• GIVEN DATA:
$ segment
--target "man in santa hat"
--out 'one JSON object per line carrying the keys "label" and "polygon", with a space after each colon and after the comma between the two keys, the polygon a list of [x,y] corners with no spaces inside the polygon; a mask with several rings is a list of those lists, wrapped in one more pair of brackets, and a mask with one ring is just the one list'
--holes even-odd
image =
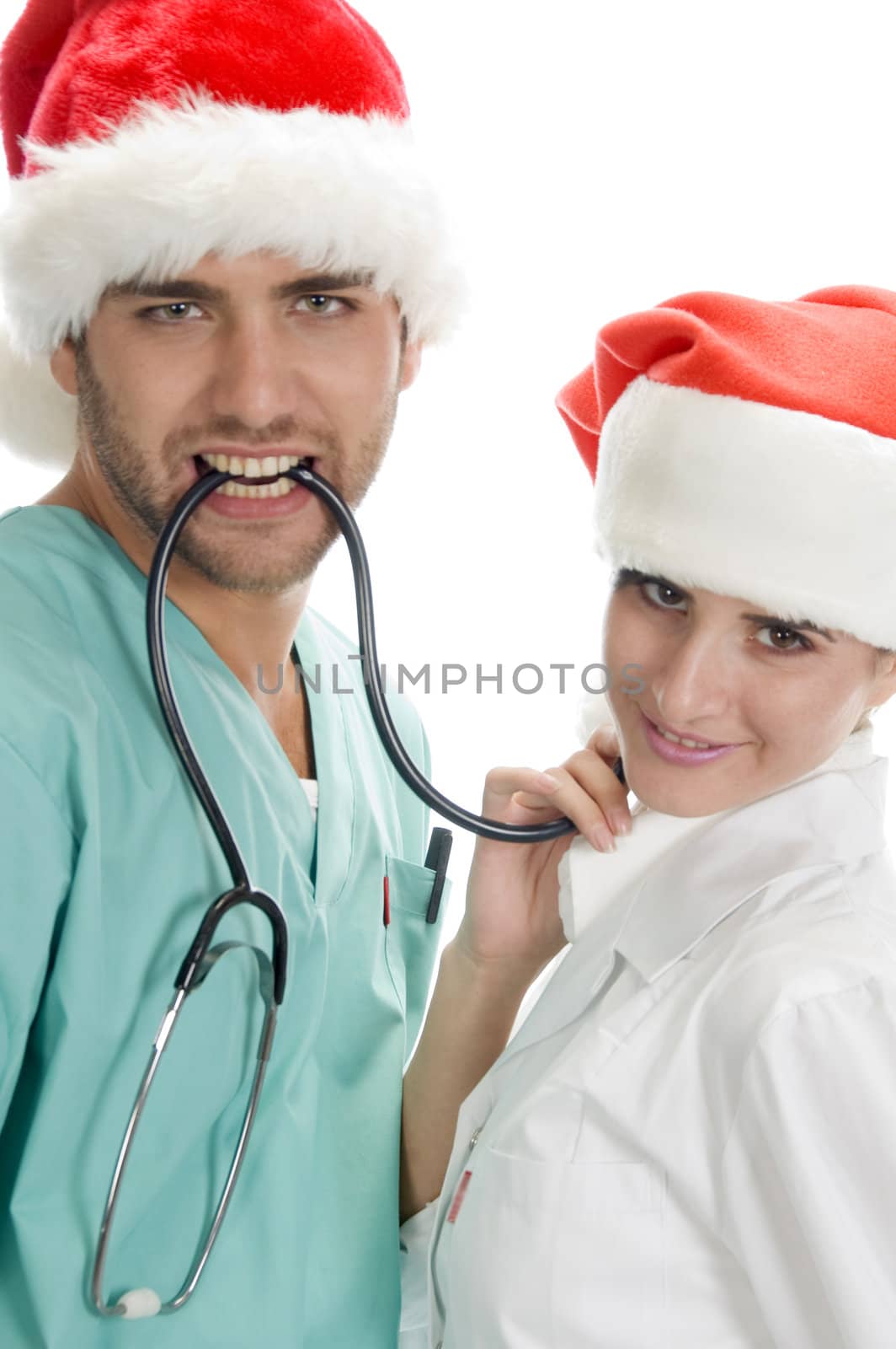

• EXERCISE AIM: Rewrite the lines of the listing above, changing every "santa hat" to "wool cap" and leaving everything else the same. Leave the picture out of your answer.

• SOLUTION TO THIS PROBLEM:
$ segment
--target "man in wool cap"
--out 'one JSON object per line carrying the keys "label" and "polygon", with a space after each colon and after the comma between the two keys, the polygon a list of [x,y] corners with no spaces inside the polygon; a mask with several rings is a list of those lists, wrapped in one more pair of brackets, and a mask with one ring is just the one list'
--holes even-odd
image =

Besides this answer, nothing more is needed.